* PROBLEM STATEMENT: Please express the lines starting at the one containing "Target: yellow pepper piece" and ending at the one containing "x=195, y=449", both included, as a JSON list of strings with one string per line and any blank lines left out.

###

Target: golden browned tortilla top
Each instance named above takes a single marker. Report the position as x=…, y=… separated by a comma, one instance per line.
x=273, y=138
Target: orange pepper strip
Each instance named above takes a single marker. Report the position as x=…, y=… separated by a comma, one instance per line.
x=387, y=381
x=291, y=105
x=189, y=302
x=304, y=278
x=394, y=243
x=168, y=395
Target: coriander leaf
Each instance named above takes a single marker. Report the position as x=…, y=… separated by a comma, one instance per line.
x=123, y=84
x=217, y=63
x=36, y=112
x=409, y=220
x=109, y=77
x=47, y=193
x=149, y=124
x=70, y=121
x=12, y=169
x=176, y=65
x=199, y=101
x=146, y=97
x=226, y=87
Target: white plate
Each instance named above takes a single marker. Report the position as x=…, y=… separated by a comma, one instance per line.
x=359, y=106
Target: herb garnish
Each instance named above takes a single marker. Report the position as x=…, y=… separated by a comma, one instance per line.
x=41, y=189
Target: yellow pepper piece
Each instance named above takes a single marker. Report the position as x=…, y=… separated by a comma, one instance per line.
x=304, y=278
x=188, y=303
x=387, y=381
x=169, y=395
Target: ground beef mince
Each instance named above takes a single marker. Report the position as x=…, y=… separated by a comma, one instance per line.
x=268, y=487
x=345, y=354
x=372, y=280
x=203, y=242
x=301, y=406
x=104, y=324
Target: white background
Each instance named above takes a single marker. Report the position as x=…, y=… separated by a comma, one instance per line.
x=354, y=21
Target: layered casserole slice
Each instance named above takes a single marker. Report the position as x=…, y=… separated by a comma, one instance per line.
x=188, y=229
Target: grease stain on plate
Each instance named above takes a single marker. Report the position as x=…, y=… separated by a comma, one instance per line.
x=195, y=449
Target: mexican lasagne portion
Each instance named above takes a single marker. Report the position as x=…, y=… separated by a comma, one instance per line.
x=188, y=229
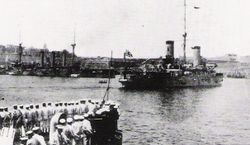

###

* EXERCISE SOLUTION:
[
  "Target: yellow pepper piece",
  "Each instance named above takes a single marker. Report the position as x=…, y=… separated by a comma, one instance per line.",
  "x=304, y=278",
  "x=188, y=303",
  "x=387, y=381",
  "x=169, y=395",
  "Target: ground beef mince",
  "Each instance named above takes a single marker. Report the position as x=…, y=… separated by a comma, one instance per line.",
  "x=268, y=487",
  "x=345, y=354",
  "x=372, y=280",
  "x=203, y=242",
  "x=301, y=406",
  "x=104, y=324",
  "Target: white background",
  "Each instance named above takes a single marker. Report the position as x=…, y=… separated by a comma, one instance per line.",
  "x=354, y=21",
  "Target: layered casserole slice",
  "Each instance named above takes a single marker. Report the position as x=…, y=… separated by a comma, one instance per line.",
  "x=188, y=229",
  "Target: grease stain on plate",
  "Each instance named above takes a single marker. Report the position as x=…, y=… separated by a comma, one instance per line.",
  "x=195, y=449"
]